### Input for this task
■ ■ ■
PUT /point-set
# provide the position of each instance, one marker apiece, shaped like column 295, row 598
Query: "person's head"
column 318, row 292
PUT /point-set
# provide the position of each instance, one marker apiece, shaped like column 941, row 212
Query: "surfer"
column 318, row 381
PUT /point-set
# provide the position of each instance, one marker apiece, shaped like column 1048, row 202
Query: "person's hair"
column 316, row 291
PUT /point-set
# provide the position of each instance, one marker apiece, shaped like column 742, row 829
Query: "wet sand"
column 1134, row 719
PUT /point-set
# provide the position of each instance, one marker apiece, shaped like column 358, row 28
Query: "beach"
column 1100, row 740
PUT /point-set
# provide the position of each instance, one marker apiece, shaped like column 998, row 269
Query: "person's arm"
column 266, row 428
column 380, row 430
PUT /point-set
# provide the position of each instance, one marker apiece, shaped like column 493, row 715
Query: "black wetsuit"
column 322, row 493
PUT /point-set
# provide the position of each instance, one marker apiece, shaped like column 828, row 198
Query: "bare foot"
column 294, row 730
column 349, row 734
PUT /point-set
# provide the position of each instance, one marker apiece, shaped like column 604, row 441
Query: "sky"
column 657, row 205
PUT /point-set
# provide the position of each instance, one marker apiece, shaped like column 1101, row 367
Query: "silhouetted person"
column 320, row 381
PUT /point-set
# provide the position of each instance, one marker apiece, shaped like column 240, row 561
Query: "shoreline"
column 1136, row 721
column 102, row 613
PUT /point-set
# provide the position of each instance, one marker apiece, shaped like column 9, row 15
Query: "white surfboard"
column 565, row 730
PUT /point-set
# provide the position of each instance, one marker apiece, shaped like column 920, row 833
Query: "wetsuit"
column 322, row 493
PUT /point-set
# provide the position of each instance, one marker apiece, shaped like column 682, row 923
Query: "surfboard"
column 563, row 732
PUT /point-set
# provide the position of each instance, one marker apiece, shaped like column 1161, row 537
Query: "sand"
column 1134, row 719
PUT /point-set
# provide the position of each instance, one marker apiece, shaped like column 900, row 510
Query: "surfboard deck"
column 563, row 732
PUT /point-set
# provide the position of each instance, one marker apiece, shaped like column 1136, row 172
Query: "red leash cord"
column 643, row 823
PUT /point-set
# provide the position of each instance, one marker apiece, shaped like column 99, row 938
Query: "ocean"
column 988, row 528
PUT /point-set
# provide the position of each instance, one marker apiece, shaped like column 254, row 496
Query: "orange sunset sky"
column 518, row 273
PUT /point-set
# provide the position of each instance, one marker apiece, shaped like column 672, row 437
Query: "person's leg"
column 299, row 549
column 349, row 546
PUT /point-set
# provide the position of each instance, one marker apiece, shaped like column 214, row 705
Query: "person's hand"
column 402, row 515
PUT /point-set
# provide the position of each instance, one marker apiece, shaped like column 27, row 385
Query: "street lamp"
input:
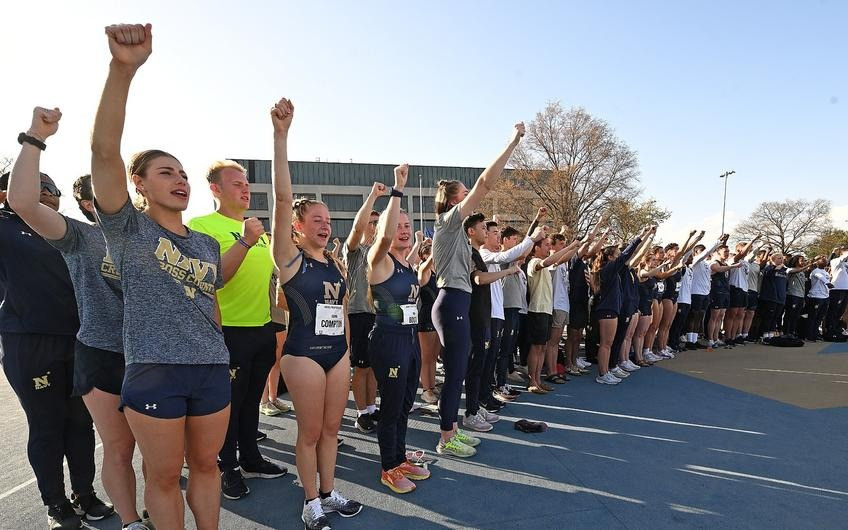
■ ■ ■
### What is asked
Transcribe the whole listing above line for line, leaving out the picture.

### Completed task
PUT /point-set
# provide the position of each instance, one marker apiece, shaped like column 295, row 598
Query: "person's head"
column 318, row 292
PUT /point-set
# provide the position of each instance, one marker apiece, shaped like column 941, row 212
Query: "surfer"
column 318, row 381
PUT /point-set
# provide the position of each instance, one marker apiece, shaped like column 1048, row 202
Query: "person's hair"
column 316, row 291
PUT /point-set
# provide the position of each instance, one marker apiece, shaped like column 742, row 829
Query: "wet sand"
column 1134, row 719
PUT /point-set
# provide the position of each instance, one marker apiece, shaped like column 358, row 28
Query: "beach"
column 1100, row 740
PUT /point-set
# provide the position of each instance, one marker apiece, shaped like column 998, row 269
Query: "person's arm"
column 266, row 428
column 380, row 430
PUT /point-set
# provide the position of each instance, one marker apiece, shaped like column 493, row 715
Query: "black wetsuit"
column 322, row 493
PUT /point-set
# provide the position of each instance, one marker apiece, shaped like column 828, row 198
Query: "bare foot"
column 294, row 730
column 349, row 734
PUT /point-set
# provide the position of each instance, one marker apiece, shaped like column 604, row 441
Query: "sky"
column 657, row 205
PUT /point-set
# provide the position of each instance, one marker apiece, shaped like column 1101, row 367
Query: "silhouetted person"
column 320, row 381
PUT /point-set
# provide the position of each instance, one marker apiece, shaped like column 240, row 561
Query: "shoreline"
column 1136, row 721
column 102, row 613
PUT /point-set
# provide the position of each instance, one marker apiece, shaped like column 9, row 15
Query: "white surfboard"
column 565, row 730
PUT /point-set
# provide the position of each instance, one marker apiece, shaped like column 920, row 833
Query: "wetsuit"
column 322, row 493
PUT /point-set
# provide the position of each instance, one marker apiece, shaped like column 682, row 923
Query: "surfboard"
column 563, row 732
PUT /point-set
# provide the position of each instance, one marker apiece, shaped like column 1161, row 537
Query: "sand"
column 1134, row 719
PUT /point-set
# provide the position of each instance, one marker apiece, shaped like column 900, row 510
Query: "surfboard deck"
column 563, row 732
PUT /point-set
# provide the position of each instance, one marker apiece, shaped like column 1136, row 172
Query: "red leash cord"
column 643, row 823
PUT /point-set
# provide the position of each instance, one marker apiece, shaped like column 99, row 938
Query: "ocean"
column 988, row 528
PUT /point-set
# provide the position of each instance, one marker apiece, shaped like column 254, row 496
Query: "orange sunset sky"
column 518, row 273
PUT /point-set
# provide the position of each instance, one marker apiece, shaped like column 672, row 437
Query: "person's leg"
column 299, row 549
column 349, row 546
PUT /point-set
# provide the position of each instance, one marker apiece, shaped like column 214, row 705
Query: "person's hand"
column 402, row 515
PUT /point-set
# provide the position of each instance, one marker apiece, shaped like column 27, row 385
Query: "street lamp"
input:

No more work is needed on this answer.